**Task directions**
Only the lines from the one containing "Where can the side mirror" through the end of the entries should be repeated, exactly as they appear, first and last included.

**Working data**
**********

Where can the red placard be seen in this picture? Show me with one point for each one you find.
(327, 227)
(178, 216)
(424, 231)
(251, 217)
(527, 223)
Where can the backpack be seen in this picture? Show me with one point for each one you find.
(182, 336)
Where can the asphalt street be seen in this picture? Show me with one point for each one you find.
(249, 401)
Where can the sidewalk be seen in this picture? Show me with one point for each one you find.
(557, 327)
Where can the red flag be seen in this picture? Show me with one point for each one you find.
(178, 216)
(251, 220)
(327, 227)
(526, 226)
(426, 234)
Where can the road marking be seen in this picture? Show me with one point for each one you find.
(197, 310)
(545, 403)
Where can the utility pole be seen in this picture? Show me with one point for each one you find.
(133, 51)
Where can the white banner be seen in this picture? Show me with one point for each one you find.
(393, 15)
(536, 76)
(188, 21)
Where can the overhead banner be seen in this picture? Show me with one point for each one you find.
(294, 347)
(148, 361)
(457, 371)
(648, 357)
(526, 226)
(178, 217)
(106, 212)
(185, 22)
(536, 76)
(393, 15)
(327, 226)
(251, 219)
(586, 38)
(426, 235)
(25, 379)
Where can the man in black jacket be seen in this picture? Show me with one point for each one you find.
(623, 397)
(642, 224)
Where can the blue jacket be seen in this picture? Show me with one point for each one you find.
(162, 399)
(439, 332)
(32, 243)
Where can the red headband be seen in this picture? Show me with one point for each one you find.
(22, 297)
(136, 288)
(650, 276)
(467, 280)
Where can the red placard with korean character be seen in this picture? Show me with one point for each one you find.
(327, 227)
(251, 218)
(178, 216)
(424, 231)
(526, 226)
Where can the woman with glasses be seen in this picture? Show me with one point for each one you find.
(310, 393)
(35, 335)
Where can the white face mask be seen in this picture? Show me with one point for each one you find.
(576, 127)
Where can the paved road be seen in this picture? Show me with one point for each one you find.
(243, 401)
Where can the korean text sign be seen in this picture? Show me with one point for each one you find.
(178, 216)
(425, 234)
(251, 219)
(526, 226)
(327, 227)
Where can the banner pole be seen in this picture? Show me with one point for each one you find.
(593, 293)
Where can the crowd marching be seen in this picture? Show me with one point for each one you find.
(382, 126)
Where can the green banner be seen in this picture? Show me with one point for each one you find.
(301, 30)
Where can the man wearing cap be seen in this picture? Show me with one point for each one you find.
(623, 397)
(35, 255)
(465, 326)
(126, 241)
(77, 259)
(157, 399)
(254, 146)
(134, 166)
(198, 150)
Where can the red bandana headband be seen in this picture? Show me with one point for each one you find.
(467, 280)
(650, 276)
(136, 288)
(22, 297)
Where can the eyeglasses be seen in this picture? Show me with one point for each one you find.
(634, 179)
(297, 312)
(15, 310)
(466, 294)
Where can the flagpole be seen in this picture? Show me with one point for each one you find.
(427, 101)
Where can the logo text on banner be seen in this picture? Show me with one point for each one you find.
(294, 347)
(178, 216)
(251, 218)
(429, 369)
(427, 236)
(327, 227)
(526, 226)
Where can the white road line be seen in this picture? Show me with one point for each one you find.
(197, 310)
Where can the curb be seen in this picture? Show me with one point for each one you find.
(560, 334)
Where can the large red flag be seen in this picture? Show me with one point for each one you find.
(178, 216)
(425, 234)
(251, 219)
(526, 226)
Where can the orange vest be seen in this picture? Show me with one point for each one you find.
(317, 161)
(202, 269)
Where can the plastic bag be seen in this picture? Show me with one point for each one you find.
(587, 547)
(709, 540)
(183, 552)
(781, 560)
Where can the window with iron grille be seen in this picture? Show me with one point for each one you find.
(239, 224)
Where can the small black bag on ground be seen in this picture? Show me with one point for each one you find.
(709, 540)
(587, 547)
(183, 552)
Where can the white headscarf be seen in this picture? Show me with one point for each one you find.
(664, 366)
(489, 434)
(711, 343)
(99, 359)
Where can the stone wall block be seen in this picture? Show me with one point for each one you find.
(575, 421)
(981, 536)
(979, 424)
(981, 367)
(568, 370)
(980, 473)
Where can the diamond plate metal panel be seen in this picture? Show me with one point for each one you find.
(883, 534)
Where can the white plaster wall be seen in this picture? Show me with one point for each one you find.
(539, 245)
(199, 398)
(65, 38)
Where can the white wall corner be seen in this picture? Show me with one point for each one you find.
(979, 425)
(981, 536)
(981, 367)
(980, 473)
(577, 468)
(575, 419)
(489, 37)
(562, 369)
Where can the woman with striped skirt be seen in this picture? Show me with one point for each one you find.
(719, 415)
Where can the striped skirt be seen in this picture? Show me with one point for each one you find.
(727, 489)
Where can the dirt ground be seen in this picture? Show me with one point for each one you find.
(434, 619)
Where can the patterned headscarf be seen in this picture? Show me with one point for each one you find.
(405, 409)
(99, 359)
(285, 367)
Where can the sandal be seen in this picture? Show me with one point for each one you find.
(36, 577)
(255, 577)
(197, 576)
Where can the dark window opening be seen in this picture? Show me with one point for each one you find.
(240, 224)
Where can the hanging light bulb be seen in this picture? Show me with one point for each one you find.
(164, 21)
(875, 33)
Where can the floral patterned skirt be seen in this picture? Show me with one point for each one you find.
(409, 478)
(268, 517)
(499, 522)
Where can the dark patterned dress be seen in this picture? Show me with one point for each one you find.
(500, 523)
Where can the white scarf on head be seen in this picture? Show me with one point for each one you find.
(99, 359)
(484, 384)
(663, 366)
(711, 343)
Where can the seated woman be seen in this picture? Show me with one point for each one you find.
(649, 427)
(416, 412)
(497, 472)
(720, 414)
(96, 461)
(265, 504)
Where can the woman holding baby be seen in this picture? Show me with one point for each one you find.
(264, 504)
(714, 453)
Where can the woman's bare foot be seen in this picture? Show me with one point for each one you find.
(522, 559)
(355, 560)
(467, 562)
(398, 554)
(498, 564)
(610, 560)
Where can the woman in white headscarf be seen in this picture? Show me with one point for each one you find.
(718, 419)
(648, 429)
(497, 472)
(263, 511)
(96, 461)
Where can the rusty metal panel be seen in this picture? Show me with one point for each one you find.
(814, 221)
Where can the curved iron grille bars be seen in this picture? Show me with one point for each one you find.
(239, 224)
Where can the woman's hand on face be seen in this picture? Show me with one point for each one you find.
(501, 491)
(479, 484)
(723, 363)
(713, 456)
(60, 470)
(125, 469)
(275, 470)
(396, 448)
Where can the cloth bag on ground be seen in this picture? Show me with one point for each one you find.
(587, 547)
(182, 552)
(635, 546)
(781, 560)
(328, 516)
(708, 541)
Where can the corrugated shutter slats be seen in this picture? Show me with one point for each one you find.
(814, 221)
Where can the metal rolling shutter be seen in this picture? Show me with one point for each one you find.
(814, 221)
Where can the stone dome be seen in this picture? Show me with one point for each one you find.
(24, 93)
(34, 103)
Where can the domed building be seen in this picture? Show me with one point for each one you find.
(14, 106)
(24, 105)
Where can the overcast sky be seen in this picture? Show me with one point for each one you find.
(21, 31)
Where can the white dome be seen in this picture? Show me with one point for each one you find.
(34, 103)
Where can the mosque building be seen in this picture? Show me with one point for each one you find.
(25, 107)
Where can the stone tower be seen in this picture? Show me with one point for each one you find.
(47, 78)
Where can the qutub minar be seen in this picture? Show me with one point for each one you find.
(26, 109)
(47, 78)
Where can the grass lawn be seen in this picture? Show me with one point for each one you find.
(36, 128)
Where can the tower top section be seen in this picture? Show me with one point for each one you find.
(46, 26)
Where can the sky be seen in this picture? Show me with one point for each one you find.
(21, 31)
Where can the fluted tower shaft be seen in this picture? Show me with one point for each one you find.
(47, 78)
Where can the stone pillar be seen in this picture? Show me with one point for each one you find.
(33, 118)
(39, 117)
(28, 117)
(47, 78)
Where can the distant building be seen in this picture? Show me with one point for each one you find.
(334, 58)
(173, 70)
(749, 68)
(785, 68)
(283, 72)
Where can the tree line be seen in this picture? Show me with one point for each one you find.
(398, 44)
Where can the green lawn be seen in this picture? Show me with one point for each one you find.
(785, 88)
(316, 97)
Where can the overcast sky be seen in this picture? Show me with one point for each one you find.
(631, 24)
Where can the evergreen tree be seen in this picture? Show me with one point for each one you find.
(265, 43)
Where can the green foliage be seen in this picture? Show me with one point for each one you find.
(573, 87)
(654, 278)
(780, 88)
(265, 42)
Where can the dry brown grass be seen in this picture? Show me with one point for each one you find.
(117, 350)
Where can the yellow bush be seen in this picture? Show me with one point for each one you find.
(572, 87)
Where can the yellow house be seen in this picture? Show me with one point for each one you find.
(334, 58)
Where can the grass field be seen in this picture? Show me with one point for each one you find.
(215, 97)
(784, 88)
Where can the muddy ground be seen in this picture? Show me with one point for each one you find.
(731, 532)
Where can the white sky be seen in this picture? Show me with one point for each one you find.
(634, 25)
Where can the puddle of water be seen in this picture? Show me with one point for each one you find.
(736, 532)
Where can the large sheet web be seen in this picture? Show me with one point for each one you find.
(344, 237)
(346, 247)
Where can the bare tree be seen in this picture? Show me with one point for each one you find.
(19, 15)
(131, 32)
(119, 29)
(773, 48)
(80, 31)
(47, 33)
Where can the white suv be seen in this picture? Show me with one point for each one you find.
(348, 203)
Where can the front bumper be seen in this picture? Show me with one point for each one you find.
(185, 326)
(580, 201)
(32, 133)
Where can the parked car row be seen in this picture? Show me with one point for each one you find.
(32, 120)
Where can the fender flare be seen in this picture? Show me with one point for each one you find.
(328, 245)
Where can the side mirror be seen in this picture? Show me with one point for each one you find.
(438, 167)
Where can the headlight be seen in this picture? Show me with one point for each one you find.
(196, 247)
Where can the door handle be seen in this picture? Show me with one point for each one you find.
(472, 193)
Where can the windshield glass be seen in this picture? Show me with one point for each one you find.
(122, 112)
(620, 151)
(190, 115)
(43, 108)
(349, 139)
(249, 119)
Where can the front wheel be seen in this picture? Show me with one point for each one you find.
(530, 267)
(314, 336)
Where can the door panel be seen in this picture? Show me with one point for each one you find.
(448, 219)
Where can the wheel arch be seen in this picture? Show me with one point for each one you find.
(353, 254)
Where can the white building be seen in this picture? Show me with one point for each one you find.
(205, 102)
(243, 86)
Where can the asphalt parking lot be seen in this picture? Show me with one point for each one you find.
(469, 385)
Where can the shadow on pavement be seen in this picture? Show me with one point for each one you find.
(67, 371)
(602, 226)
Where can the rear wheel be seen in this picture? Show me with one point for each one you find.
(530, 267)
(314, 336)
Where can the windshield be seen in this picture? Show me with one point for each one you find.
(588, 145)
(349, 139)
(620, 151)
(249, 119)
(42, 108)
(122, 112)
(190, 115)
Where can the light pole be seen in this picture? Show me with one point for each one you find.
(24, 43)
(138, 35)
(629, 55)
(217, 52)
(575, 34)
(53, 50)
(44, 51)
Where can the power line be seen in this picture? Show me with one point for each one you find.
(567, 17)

**********

**Full response**
Where can the side mirror be seen in this picture? Show me with one point for each one you find.
(438, 167)
Where can the headlight be seen in this picture? Show me with one point for each one you find.
(196, 247)
Where can the door handle be seen in this picture? Show me with one point for each one you find.
(472, 193)
Where can the windshield glass be seen in this picture? Show me with one point for each one you find.
(122, 112)
(620, 151)
(190, 115)
(43, 108)
(349, 139)
(249, 119)
Where can the front wheel be seen in this picture? Show me with one point for each one you find.
(530, 267)
(314, 336)
Where can the door panel be seen in this picture? Show me with one point for each one you find.
(448, 219)
Where can the wheel arch be seen in this picture? Show me with one point for each one you find.
(353, 254)
Where can the white building be seen in this picture? Show me with one point for each one you find.
(205, 102)
(243, 86)
Where can the asphalt parking lot be seen in this picture? Show me with one point for each one you find.
(469, 385)
Where can the shadow on pavement be seen in this picture? Show me with one point for each one you find.
(67, 371)
(602, 226)
Where can the rear wheel be seen in this picture? Show me with one point for each one you find.
(530, 267)
(314, 336)
Where can the windshield be seen in this picture? Show me with one point for each one you find.
(588, 145)
(349, 139)
(620, 151)
(249, 119)
(42, 108)
(122, 112)
(190, 115)
Where can the light pole be seen in this picture? Show me with one point for each one you find.
(24, 43)
(138, 35)
(629, 55)
(217, 52)
(575, 34)
(53, 50)
(44, 51)
Where can the power line be seen in this picture? Show me with one point for each one you find.
(567, 17)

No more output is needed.